When you see the phrase Free Software spelled like that with initial capital letters, it has a special meaning. The small games or zipping programs or other tidbits that you can sometimes download for free from the internet or perhaps get for free on a DVD that comes with a computer magazine do not qualify to be called Free Software.

They are merely freeware. Free Software is a greater concept, and it also has implications that relate to you and how safe you can make your computing experience.

Free Software was first conceived by the great programmer and social activist Richard Stallman in 1985, and from the very beginning it has been designed to fight the evil system of making a program’s internal operation unavailable to other people.

Stallman and his collaborators wrote a special software license agreement called the GNU Public License (GPL for short). This has had far-reaching consequences for the software world ever since.

───

List every all-capital abbreviation in the passage on Free Software.

───

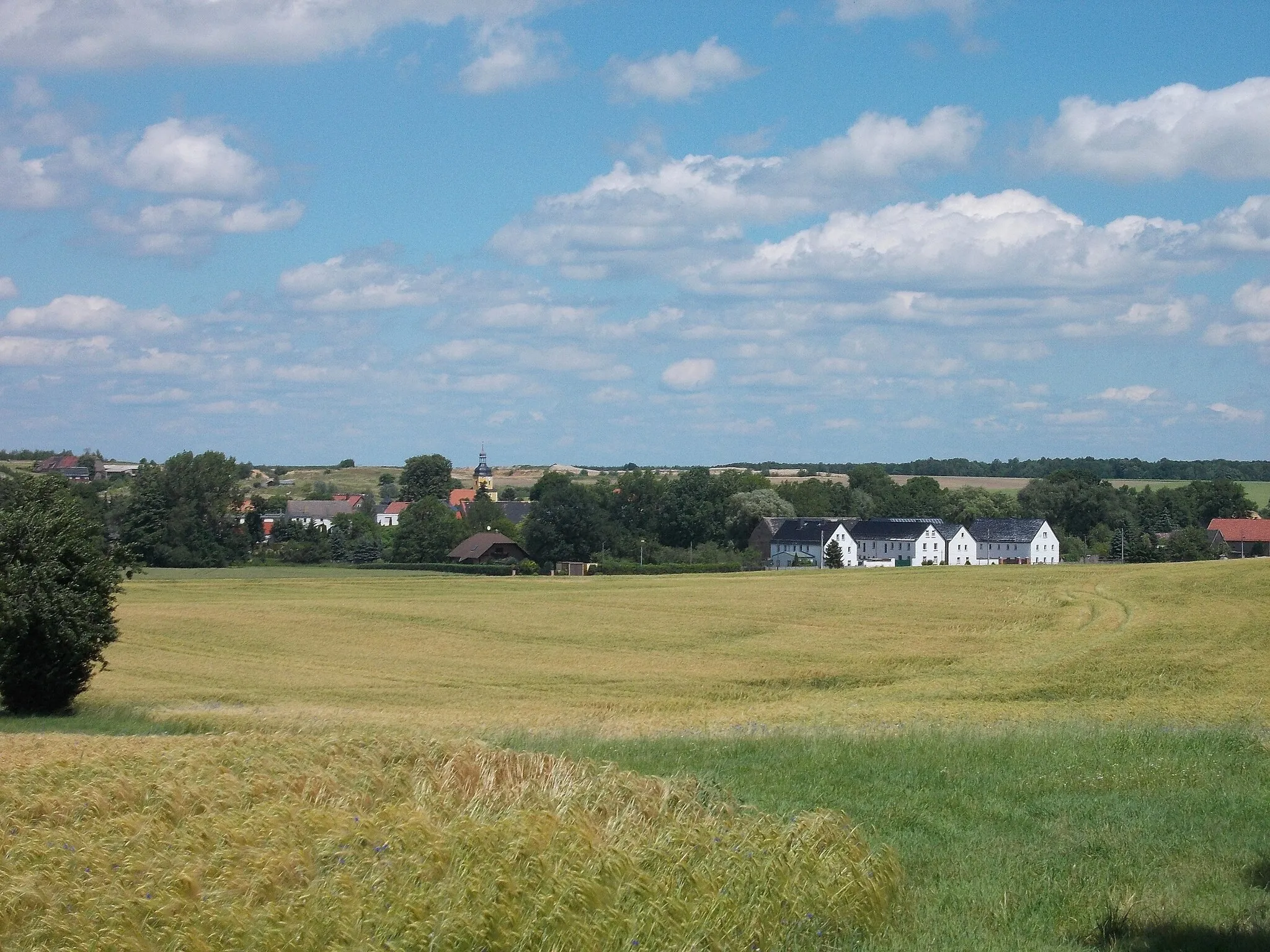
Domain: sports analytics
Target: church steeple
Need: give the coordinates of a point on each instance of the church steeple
(483, 478)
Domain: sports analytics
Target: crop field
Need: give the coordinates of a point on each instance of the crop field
(990, 758)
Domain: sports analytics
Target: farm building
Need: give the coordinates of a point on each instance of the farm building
(1014, 542)
(1245, 537)
(797, 540)
(488, 547)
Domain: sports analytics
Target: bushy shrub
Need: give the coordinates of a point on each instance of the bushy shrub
(58, 584)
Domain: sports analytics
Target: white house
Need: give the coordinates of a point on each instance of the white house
(959, 545)
(315, 512)
(1015, 542)
(906, 541)
(808, 539)
(390, 514)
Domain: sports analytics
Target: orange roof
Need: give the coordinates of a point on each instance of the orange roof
(1242, 530)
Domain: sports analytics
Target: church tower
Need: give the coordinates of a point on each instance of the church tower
(483, 478)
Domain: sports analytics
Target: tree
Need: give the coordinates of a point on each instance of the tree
(426, 478)
(566, 522)
(1191, 545)
(427, 532)
(59, 578)
(745, 511)
(183, 513)
(833, 555)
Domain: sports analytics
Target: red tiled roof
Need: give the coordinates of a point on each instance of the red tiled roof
(1242, 530)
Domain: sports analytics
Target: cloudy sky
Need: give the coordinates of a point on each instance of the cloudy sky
(603, 231)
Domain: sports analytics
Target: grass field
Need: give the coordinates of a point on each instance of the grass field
(1062, 757)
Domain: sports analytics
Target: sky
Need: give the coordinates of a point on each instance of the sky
(660, 232)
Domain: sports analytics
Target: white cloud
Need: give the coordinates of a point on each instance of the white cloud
(361, 282)
(107, 33)
(33, 352)
(858, 11)
(79, 312)
(1134, 394)
(513, 56)
(689, 374)
(681, 75)
(1179, 128)
(25, 183)
(1010, 239)
(624, 218)
(1233, 414)
(191, 225)
(182, 157)
(1076, 416)
(1253, 299)
(174, 395)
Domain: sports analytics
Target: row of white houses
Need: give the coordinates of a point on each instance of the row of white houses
(900, 542)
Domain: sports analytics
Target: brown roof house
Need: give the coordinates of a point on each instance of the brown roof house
(488, 547)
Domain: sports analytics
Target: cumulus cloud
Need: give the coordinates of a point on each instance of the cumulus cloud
(1010, 239)
(512, 56)
(79, 314)
(681, 75)
(689, 374)
(35, 352)
(1134, 394)
(858, 11)
(1178, 128)
(27, 183)
(190, 226)
(1253, 299)
(106, 33)
(626, 219)
(1233, 414)
(361, 282)
(178, 156)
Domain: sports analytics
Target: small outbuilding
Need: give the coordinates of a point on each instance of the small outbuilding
(488, 547)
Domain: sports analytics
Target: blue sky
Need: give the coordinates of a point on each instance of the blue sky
(613, 231)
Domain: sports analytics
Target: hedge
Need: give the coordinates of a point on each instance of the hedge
(456, 568)
(670, 569)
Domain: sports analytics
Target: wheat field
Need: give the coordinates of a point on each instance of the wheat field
(455, 655)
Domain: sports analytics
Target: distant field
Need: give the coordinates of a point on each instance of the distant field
(1181, 643)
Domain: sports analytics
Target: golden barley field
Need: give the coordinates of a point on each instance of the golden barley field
(456, 655)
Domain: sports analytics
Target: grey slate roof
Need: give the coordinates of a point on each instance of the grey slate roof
(316, 509)
(892, 528)
(515, 509)
(1005, 530)
(809, 530)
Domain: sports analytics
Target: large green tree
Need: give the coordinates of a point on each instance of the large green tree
(566, 522)
(426, 478)
(184, 513)
(59, 576)
(427, 532)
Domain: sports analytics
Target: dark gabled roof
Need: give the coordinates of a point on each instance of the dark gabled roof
(808, 530)
(1005, 530)
(892, 528)
(482, 542)
(515, 509)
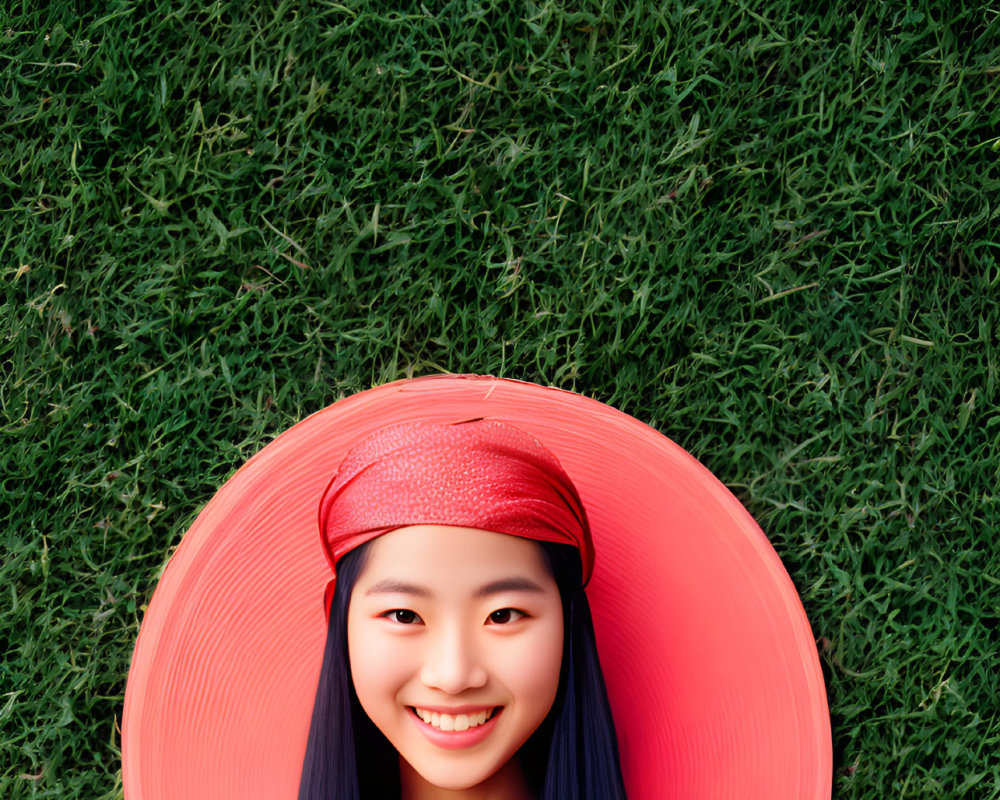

───

[Finished answer]
DVD, GNU, GPL